> _TASK TO CARRY OUT_: Look for the line containing "Where can the white stone" in the listing below. Retype that line and every subsequent line through the last one, and only those.

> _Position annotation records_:
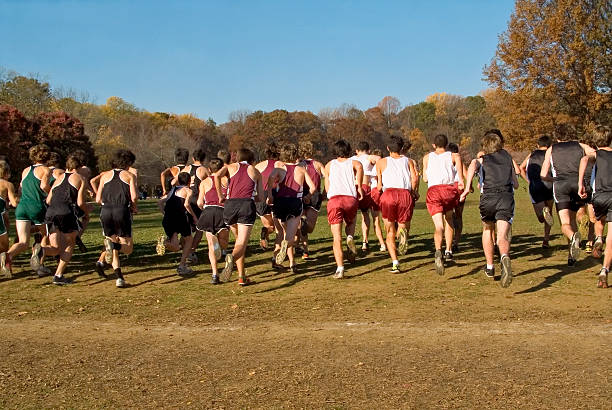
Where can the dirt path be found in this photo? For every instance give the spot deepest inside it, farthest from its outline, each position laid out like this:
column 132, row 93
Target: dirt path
column 332, row 365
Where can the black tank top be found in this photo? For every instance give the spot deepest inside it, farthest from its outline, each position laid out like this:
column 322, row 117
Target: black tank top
column 64, row 198
column 603, row 171
column 565, row 159
column 497, row 172
column 116, row 192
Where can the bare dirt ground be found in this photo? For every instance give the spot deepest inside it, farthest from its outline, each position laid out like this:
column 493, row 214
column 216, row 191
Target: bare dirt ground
column 413, row 340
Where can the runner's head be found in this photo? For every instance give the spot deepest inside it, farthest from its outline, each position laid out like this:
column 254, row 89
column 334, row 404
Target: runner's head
column 491, row 142
column 544, row 141
column 183, row 178
column 440, row 141
column 245, row 155
column 181, row 155
column 289, row 153
column 39, row 154
column 341, row 149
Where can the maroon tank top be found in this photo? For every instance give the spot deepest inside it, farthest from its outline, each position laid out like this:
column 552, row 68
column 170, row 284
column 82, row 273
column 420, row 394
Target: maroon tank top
column 210, row 197
column 288, row 188
column 265, row 174
column 241, row 185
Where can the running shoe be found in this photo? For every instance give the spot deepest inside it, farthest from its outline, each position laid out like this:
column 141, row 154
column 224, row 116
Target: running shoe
column 108, row 247
column 226, row 273
column 548, row 216
column 403, row 241
column 602, row 278
column 36, row 254
column 506, row 278
column 352, row 249
column 439, row 262
column 597, row 247
column 282, row 253
column 160, row 248
column 575, row 246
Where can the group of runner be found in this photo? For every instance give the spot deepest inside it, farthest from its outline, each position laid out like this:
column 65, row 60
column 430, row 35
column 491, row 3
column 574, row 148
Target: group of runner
column 286, row 190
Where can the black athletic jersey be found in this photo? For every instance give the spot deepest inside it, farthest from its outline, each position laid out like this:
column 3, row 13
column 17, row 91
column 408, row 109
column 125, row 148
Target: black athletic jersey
column 603, row 171
column 64, row 198
column 116, row 192
column 565, row 159
column 497, row 172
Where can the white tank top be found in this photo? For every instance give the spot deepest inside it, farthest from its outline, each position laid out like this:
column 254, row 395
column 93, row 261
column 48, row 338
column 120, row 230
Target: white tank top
column 397, row 173
column 440, row 169
column 341, row 179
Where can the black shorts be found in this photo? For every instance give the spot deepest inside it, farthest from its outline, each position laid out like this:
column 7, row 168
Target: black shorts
column 212, row 220
column 177, row 223
column 239, row 211
column 602, row 205
column 539, row 192
column 116, row 221
column 496, row 206
column 64, row 223
column 566, row 196
column 315, row 201
column 286, row 208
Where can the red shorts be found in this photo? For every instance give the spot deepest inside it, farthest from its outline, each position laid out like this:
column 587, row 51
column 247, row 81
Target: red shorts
column 397, row 205
column 365, row 203
column 341, row 208
column 441, row 198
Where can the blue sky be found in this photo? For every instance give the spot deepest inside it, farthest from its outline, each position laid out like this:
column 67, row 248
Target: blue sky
column 210, row 58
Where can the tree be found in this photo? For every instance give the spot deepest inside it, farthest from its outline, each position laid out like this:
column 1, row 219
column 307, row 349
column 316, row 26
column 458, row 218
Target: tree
column 555, row 54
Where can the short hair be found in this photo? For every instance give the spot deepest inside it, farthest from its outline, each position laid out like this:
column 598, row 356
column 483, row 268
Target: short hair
column 123, row 159
column 452, row 147
column 363, row 146
column 440, row 141
column 272, row 151
column 341, row 149
column 396, row 144
column 199, row 155
column 39, row 154
column 602, row 136
column 245, row 154
column 5, row 170
column 183, row 178
column 491, row 142
column 545, row 141
column 289, row 153
column 224, row 156
column 74, row 161
column 215, row 164
column 181, row 155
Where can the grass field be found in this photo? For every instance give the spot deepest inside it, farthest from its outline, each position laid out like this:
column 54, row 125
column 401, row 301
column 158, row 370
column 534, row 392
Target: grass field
column 374, row 339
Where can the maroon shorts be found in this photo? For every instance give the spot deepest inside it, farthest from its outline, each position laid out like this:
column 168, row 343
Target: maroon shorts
column 441, row 198
column 341, row 208
column 397, row 205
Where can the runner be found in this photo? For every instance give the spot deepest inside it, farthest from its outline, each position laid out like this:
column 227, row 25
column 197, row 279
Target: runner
column 289, row 175
column 563, row 160
column 181, row 156
column 441, row 169
column 116, row 192
column 343, row 200
column 211, row 220
column 397, row 180
column 245, row 188
column 497, row 184
column 178, row 219
column 7, row 197
column 539, row 191
column 602, row 196
column 31, row 209
column 264, row 210
column 67, row 193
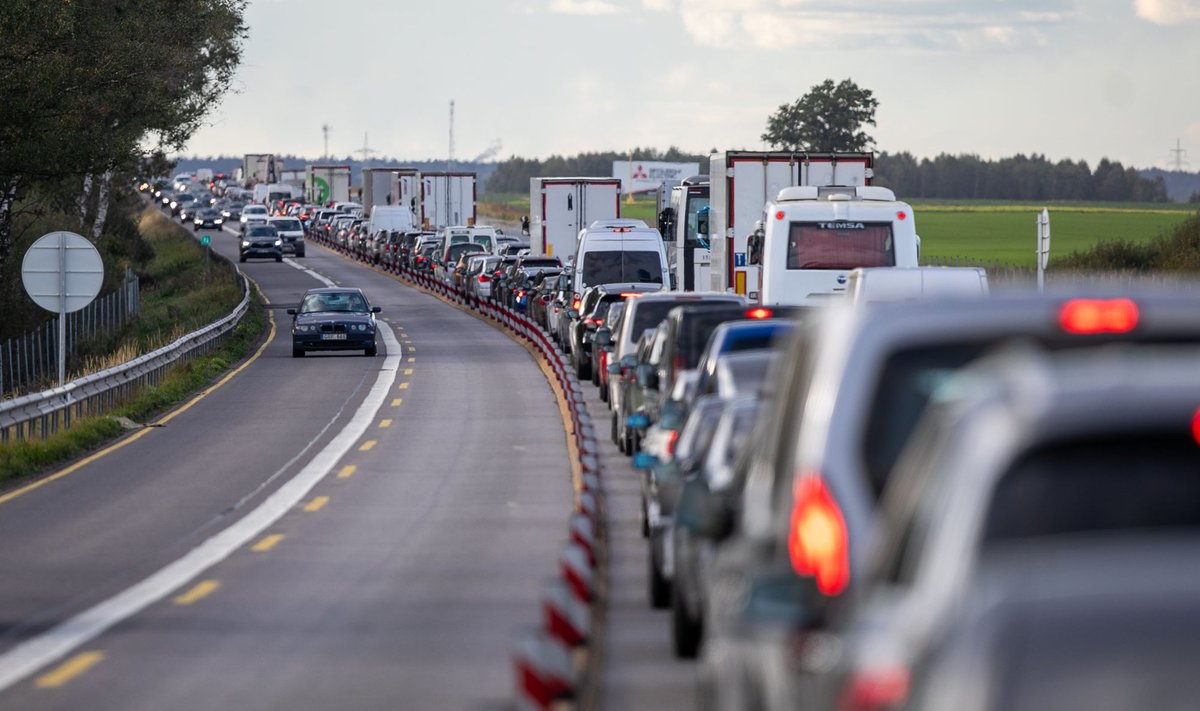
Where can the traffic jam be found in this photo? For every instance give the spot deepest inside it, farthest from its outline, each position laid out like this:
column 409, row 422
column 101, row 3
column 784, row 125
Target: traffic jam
column 865, row 484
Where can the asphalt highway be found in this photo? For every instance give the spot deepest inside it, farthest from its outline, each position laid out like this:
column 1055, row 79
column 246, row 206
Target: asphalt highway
column 334, row 531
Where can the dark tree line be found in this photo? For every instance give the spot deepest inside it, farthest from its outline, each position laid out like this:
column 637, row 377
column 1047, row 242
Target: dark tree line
column 1018, row 178
column 514, row 174
column 90, row 90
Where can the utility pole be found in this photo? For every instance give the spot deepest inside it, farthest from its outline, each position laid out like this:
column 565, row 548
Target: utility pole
column 1179, row 154
column 450, row 154
column 366, row 151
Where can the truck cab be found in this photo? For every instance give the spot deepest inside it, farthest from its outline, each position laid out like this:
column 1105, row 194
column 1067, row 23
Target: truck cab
column 813, row 237
column 683, row 221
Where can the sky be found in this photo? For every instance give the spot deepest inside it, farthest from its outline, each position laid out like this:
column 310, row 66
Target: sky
column 1078, row 79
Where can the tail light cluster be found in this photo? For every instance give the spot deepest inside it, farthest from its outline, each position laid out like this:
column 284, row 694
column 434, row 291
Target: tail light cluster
column 817, row 541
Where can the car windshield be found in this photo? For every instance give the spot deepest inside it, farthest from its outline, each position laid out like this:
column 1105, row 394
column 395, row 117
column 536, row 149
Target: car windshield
column 618, row 266
column 1140, row 482
column 342, row 302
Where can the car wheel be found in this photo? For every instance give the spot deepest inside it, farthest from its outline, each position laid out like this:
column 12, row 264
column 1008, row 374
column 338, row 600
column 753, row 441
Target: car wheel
column 658, row 587
column 685, row 631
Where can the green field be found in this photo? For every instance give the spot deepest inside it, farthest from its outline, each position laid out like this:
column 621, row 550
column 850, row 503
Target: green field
column 996, row 231
column 1007, row 233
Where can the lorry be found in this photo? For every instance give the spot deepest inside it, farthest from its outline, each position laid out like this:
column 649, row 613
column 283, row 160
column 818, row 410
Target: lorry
column 259, row 167
column 813, row 238
column 742, row 181
column 327, row 184
column 561, row 208
column 391, row 186
column 447, row 198
column 683, row 220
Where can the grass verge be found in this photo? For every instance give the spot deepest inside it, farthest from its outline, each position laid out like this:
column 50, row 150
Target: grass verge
column 178, row 263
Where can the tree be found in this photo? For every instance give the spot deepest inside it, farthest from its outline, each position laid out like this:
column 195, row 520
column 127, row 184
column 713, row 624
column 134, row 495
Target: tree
column 89, row 88
column 829, row 118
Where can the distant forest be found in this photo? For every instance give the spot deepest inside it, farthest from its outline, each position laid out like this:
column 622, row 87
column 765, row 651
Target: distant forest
column 949, row 177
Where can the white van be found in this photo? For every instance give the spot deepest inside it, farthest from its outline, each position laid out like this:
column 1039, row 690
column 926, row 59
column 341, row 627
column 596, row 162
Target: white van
column 393, row 219
column 814, row 237
column 619, row 251
column 916, row 284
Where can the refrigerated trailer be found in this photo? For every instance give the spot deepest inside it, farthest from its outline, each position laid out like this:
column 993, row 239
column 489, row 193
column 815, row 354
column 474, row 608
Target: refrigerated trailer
column 562, row 207
column 742, row 181
column 328, row 184
column 447, row 199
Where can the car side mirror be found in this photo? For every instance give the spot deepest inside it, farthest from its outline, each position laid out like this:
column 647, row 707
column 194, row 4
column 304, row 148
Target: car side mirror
column 637, row 420
column 702, row 513
column 646, row 376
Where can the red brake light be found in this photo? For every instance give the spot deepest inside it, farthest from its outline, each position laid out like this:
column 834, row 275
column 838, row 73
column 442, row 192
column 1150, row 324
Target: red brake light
column 817, row 541
column 873, row 689
column 1098, row 316
column 672, row 437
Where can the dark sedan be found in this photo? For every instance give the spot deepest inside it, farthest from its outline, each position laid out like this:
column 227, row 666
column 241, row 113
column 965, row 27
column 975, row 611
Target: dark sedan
column 334, row 320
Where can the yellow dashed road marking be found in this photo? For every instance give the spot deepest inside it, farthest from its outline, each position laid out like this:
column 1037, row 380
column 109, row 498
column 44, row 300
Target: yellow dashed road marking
column 70, row 669
column 268, row 543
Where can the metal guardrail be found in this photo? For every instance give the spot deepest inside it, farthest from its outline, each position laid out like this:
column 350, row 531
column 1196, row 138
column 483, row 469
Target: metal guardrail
column 40, row 414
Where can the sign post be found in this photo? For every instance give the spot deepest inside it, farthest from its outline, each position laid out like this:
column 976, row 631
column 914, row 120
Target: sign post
column 63, row 273
column 1043, row 251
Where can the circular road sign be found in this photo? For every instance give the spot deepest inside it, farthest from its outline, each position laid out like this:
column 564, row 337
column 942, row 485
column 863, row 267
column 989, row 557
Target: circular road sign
column 63, row 272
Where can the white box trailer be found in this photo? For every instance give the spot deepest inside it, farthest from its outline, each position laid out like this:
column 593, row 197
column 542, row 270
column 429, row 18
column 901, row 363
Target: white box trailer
column 559, row 208
column 447, row 199
column 259, row 167
column 328, row 184
column 390, row 186
column 742, row 181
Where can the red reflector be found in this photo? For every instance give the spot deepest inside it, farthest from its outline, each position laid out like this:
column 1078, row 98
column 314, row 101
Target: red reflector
column 873, row 689
column 1098, row 316
column 817, row 541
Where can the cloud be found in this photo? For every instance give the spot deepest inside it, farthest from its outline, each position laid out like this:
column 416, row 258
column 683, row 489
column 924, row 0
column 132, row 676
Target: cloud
column 585, row 7
column 856, row 24
column 1168, row 12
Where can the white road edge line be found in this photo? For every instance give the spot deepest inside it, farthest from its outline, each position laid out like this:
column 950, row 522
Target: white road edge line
column 35, row 653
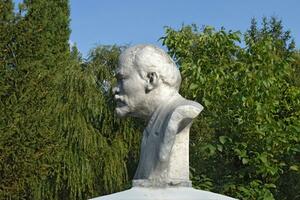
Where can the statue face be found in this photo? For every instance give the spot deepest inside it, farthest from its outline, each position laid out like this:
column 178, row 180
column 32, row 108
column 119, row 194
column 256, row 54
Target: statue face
column 130, row 94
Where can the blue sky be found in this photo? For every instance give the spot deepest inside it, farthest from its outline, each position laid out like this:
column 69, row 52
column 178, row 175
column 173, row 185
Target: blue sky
column 95, row 22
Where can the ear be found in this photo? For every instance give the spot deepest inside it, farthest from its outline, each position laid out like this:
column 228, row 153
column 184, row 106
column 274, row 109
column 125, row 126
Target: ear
column 152, row 81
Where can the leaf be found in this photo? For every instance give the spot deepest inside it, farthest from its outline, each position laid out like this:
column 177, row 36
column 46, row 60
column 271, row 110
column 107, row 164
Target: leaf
column 294, row 168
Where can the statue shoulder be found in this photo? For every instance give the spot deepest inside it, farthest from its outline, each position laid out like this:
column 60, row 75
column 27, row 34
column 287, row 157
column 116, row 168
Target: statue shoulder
column 188, row 109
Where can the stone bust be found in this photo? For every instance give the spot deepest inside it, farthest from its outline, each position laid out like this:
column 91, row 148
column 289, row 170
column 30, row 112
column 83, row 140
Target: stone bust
column 148, row 81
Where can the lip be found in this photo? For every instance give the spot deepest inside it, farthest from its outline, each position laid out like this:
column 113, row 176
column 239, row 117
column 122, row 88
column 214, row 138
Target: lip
column 120, row 103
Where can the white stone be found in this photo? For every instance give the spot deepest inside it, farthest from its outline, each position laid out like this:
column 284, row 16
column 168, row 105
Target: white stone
column 170, row 193
column 148, row 84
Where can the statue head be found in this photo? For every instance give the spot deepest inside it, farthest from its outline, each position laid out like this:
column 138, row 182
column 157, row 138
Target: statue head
column 146, row 77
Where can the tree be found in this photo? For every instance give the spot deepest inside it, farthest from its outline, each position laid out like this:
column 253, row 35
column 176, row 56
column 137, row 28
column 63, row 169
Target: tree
column 35, row 46
column 250, row 108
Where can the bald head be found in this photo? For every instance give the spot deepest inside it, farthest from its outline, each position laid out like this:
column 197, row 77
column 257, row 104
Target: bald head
column 147, row 59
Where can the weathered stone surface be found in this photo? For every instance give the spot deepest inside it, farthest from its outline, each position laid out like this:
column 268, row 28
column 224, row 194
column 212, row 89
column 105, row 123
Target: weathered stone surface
column 148, row 84
column 170, row 193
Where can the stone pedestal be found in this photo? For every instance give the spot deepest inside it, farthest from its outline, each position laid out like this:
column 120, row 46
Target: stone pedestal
column 170, row 193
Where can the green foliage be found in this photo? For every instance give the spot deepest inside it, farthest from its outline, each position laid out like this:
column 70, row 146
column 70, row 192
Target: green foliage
column 249, row 137
column 60, row 138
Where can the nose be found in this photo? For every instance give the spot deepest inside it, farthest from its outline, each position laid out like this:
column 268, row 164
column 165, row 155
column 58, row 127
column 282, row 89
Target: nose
column 116, row 90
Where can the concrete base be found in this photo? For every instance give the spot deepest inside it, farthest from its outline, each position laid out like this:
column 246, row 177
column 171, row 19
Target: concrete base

> _FULL OUTPUT_:
Where can the white stone be found in this photo? For every instance give the spot deepest inside it, farthest from its outline, each position laid out like this:
column 284, row 16
column 168, row 105
Target: white stone
column 170, row 193
column 148, row 84
Where can the statue head be found in this photo? For every instance give the spot deepest inside it, farthest from its outline, each position laid out like this:
column 138, row 182
column 157, row 138
Target: statue head
column 146, row 77
Where can the tree be found in this photo? For every instance give the spot deepest inside it, farthest from its outline, each position laid out like this:
column 253, row 35
column 176, row 56
column 137, row 28
column 63, row 169
Target: tree
column 35, row 46
column 250, row 108
Where can the bald head be found in this photo? For every instance give the spot deepest inside it, farthest from its outline, each position laid out like this:
column 197, row 77
column 257, row 104
Target: bald head
column 147, row 59
Where can the weathered stone surface be found in this photo? For every instance give the spot deepest inside it, farthest from its outline, each position laid out like this:
column 268, row 28
column 224, row 194
column 212, row 89
column 105, row 123
Target: weathered stone surface
column 148, row 84
column 170, row 193
Where can the stone pedestal be found in this photo? For every instance give the spot deepest inside it, farthest from its outline, each position laid out like this:
column 120, row 46
Target: stone pedestal
column 170, row 193
Where can the green foliage be found in this photo? For every instance give the spot deepest inside it, farthest from its outline, each position laid out like this:
column 70, row 146
column 70, row 192
Target: green foliage
column 249, row 137
column 60, row 138
Where can the nose be found in this photo? For every instance give the spot deepest inside it, farthest from its outline, each position laid out like this:
column 268, row 164
column 165, row 155
column 58, row 127
column 282, row 89
Target: nose
column 116, row 90
Where can the concrete base be found in this photo? For every instance give the spot deepest inside it, farthest from its outline, each position laid out like this:
column 246, row 177
column 171, row 19
Target: concrete base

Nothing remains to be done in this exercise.